> 抜粋文:
○ ○ ○ ○ ○
GDPR関連資格をとろう!QAで学ぶGDPRとCookie規制(51) 適切な保護措置に基づく移転
2022/03/01 情報セキュリティ, 個人情報保護法, 外国法
今回は, 「適切な保護措置」に基づくEU域内からEU域外への個人データ移転について解説します。
なお, 本稿で, 「EU域内」, 「EU域外」とは, GDPRはEU以外の国も含む欧州経済領域(European Economic Area:EEAに適用されるので, 実際には「EEA域内」, 「EEA域外」ですが, 記述の都合上, 「EU域内」, 「EU域外」とします。
【目 次】 (各箇所をクリックすると該当箇所にジャンプします) Q4: 標準データ保護条項(SDPC)(SCC)に基づく移転とは? |
Q1: 「適切な保護措置」に基づく移転とは?
A1: GDPR上, 以下のように規定されています。
— 個人データの移転先の第三国について十分性認定がない場合でも, 移転元である管理者または処理者(以下「管理者等」)は, 以下の二つのことを条件として, 第三国に個人データを移転することができる(46(1),(2))。
(i)移転元の管理者等が「適切な保護措置」(appropriate safeguards)を講じること
(ii)データ主体が権利を行使することができ(enforceable)かつ実効性ある(effective)法的救済(legal remedies)[1]を受けることができる(available)こと
上記(i)の「適切な保護措置」(appropriate safeguards)としては以下のものが挙げられています。
○ ○ ○ ○ ○
> 資料:
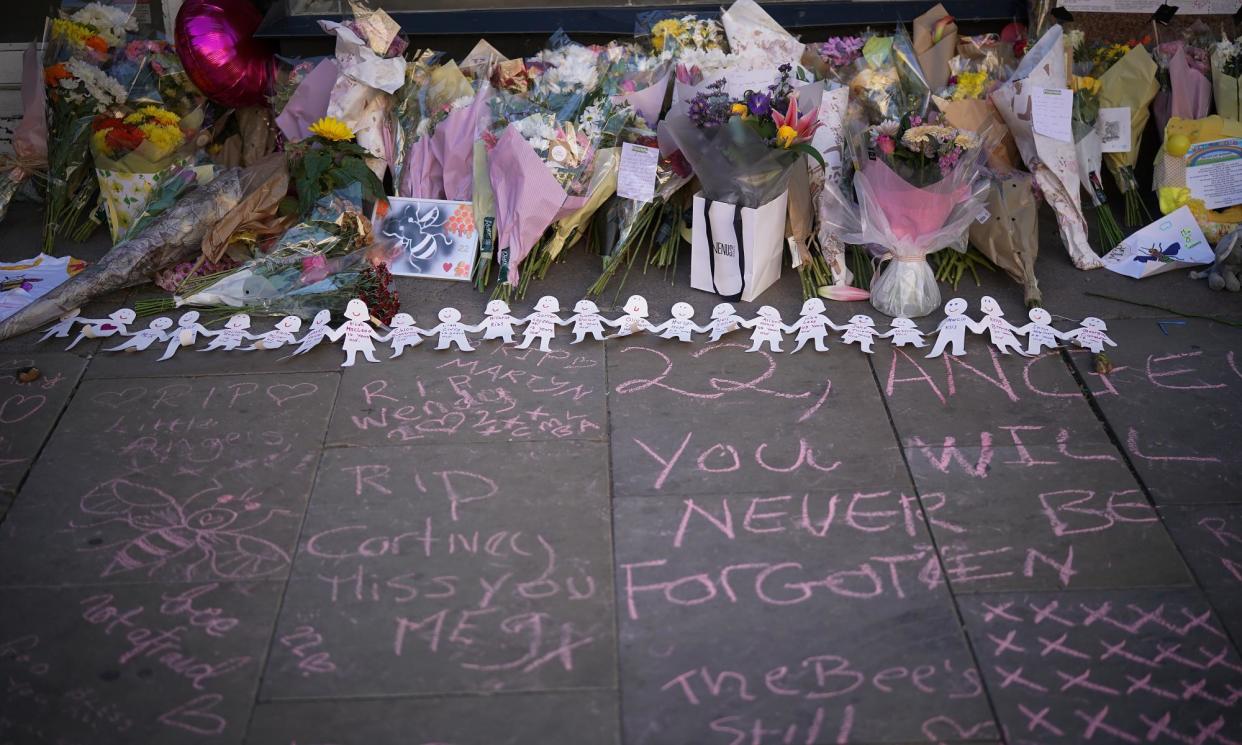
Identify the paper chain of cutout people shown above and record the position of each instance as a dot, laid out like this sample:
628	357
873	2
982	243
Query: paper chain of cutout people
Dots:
358	335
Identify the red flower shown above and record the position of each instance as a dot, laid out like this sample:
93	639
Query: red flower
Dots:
123	138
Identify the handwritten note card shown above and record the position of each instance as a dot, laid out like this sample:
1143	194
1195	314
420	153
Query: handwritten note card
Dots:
636	175
1114	129
1214	173
1051	109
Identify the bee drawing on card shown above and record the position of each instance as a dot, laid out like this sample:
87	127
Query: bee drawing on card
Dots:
193	538
420	234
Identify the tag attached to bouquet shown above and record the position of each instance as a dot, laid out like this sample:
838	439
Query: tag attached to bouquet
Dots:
1051	109
636	175
1171	242
1113	127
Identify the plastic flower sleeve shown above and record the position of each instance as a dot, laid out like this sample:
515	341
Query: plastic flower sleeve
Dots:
1052	162
732	162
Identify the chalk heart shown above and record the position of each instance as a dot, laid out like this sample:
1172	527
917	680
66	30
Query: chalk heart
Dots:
447	424
944	725
20	406
282	392
118	399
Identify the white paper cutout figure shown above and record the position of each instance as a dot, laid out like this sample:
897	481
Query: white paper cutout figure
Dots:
903	332
812	324
281	335
768	329
499	323
140	340
451	330
724	320
542	324
1091	335
186	334
1000	332
61	328
403	334
230	337
951	332
102	328
681	325
861	329
317	333
635	318
586	319
1040	333
357	332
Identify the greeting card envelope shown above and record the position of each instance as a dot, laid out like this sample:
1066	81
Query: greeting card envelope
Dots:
431	237
1171	242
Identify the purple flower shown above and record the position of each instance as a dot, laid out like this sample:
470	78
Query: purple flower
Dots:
760	104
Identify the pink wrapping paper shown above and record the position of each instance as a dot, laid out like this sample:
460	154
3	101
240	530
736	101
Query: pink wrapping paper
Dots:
648	102
453	145
30	137
422	176
911	211
1190	94
309	102
528	199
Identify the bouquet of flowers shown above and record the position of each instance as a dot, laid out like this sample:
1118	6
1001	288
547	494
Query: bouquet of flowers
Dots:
1128	81
30	137
319	263
835	57
369	55
134	150
1052	162
326	162
77	47
1088	150
919	186
1185	87
1226	73
887	81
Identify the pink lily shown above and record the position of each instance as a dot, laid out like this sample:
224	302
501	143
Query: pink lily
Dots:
802	127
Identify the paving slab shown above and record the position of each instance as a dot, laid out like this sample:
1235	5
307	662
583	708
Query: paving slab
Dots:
159	664
149	479
496	394
1171	400
984	395
1210	538
451	569
30	410
1125	666
1035	518
714	419
817	617
508	719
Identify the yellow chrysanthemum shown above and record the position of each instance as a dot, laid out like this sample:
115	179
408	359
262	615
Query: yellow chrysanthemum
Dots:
333	129
662	29
163	138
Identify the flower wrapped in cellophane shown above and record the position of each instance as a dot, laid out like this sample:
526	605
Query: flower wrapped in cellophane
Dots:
318	265
1089	155
1051	160
1129	82
1226	76
919	186
80	46
369	56
134	150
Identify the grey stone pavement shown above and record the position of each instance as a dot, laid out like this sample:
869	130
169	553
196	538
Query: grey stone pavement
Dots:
640	543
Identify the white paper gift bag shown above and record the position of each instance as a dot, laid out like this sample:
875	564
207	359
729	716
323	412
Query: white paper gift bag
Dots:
737	251
1171	242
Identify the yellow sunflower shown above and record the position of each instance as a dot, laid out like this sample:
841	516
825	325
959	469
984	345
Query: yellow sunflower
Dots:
333	129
○ ○ ○ ○ ○
> 課題: GDPRの「適切な保護措置」に基づく移転を解説した抜粋文を、最後の文の続きから書き継いでください。

> 想定解答:
①拘束的企業準則(Binding Corporate Rules:BCR)(47)
②標準データ保護条項(Standard Data Protection Clause:SDPCまたはStandard Contractual Clause:SCC)
③行動規範(Code of Conduct)またはデータ保護認証制度(Data Protection Certification Mechanisms)
Q2: 拘束的企業準則(BCR)に基づく移転とは?
拘束的企業準則(Binding Corporate Rules)(BCR)に基づく移転とは, 管轄監督機関が承認した拘束力ある企業グループ内規則(BCR)に基づきグループ企業間において第三国に個人データを移転することです(46(2)(b),47)。
【解 説】
BCRのメリットは, 一旦BCRの承認を得れば, グループ企業間に限られるものの, SCCの個別締結が不要なこと, 監督機関の関与を通じコンプライアンス体制を構築でき違反リスク減少が期待されること等です。
BCRのデメリットとしては, 承認を得るための費用・時間・労力の負担が大きい事がなど指摘されています。また, EUの域内・域外を問わず, また, グループ外企業への移転には利用できません。
BCR承認取得済み日本関連企業:本稿執筆時点で, 欧州委員会のWebサイトに掲載されているBCR承認取得済み企業リスト[2]には, 日本企業関連と分かるものでは, 楽天グループ, IIJジャパングループ, 公文グループ, フジクラオートモーティブヨーロッパグループ(FAEグループ)が掲載されてます。
Q3: BCRの承認条件は?
A3:以下の通り規定されています。[3]
—管轄監督機関は, BCRが次の全ての条件を満たす場合, そのBCRを承認しなければならない。但し, 事前に欧州データ保護会議(EDPB)の意見を照会する等, 第63条(EU全域におけるGDPRの一貫した適用を確保するための制度)に従わなければならない(47(1))。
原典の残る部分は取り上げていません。